◆ **Required work**:
- A) According to the comment, which facility should be turned into a homeless shelter?
- B) Please reproduce the part of the comment that begins at the words "Mayor Parris, I" and stops after "and their families.".

◆ **Given text**:
Michelle Egberts says
Thank you fellow activists and advocate for your tireless work through the years for stepping up, standing up nd speaking up to the realities that the tides have changed and bringing the realities to the Board of Supervisors that it is now about REHABILITATION, not INCARCERATION. As I’ve said for years… ” IT TAKES A VILLAGE TO RAISE A CHILD.”
Mayor Parris, City Council Members and Commissions Chairs, now is the perfect opportunituy for all of you to put on your specific agenda’s “Homeless Consolidated Plan Initiative” to turn the Mira Loma facility into a HOMELESS SHELTER SERVING THE GREATER ANTELOPE VALLEY. We have a population that is underserved here in the Antelope Valley with no homeless facility within an approximate125 mile radius.
Mayor Parris, I think you remember Norman Pattis synicated Blog “The Mayor’s Two Hats: Hysteria in Lancaster” a very near and dear friend of yours who I reached out to for help in dealing with you. If you need a refresher of that blog, it’s on the internet. This population too needs to be dealt with in a humane way… to end their homelessness and affording them a facility and resources to get them back on their feet and into homes. Put your Commissions to work. Their are Community Based Organization’s assisting these individuals the best we can but we need your help. Help us Mayor Parris help themselves and their families.

◆ **Source information**:
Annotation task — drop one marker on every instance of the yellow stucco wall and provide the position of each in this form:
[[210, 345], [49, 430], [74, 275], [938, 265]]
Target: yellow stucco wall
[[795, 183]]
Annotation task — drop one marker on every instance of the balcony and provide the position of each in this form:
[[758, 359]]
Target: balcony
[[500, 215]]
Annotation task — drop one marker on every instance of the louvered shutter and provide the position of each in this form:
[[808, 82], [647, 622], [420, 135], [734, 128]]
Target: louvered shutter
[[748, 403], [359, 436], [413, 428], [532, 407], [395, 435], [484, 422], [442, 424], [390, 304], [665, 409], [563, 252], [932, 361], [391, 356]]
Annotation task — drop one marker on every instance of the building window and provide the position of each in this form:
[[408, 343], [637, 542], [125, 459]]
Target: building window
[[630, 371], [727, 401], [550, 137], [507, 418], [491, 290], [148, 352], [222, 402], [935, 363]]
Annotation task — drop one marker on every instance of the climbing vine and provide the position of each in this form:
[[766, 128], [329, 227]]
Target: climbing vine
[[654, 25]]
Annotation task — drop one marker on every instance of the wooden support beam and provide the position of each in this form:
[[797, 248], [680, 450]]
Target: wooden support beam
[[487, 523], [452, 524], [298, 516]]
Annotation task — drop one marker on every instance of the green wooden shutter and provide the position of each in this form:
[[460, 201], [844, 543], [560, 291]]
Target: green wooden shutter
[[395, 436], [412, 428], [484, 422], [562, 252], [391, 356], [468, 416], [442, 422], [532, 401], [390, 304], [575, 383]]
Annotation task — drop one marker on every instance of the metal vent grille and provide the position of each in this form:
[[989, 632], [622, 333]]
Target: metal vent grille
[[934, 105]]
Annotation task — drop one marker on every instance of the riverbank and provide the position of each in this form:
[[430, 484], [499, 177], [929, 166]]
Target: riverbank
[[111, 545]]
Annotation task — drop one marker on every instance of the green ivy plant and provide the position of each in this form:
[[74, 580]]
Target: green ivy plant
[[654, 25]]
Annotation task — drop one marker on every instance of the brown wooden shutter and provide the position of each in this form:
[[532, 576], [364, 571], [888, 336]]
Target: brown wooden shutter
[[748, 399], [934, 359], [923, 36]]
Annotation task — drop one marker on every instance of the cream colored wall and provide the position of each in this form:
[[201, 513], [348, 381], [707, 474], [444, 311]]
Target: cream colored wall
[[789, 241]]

◆ **Results of the tasks**:
- A) The Mira Loma facility.

- B)
Mayor Parris, I think you remember Norman Pattis synicated Blog “The Mayor’s Two Hats: Hysteria in Lancaster” a very near and dear friend of yours who I reached out to for help in dealing with you. If you need a refresher of that blog, it’s on the internet. This population too needs to be dealt with in a humane way… to end their homelessness and affording them a facility and resources to get them back on their feet and into homes. Put your Commissions to work. Their are Community Based Organization’s assisting these individuals the best we can but we need your help. Help us Mayor Parris help themselves and their families.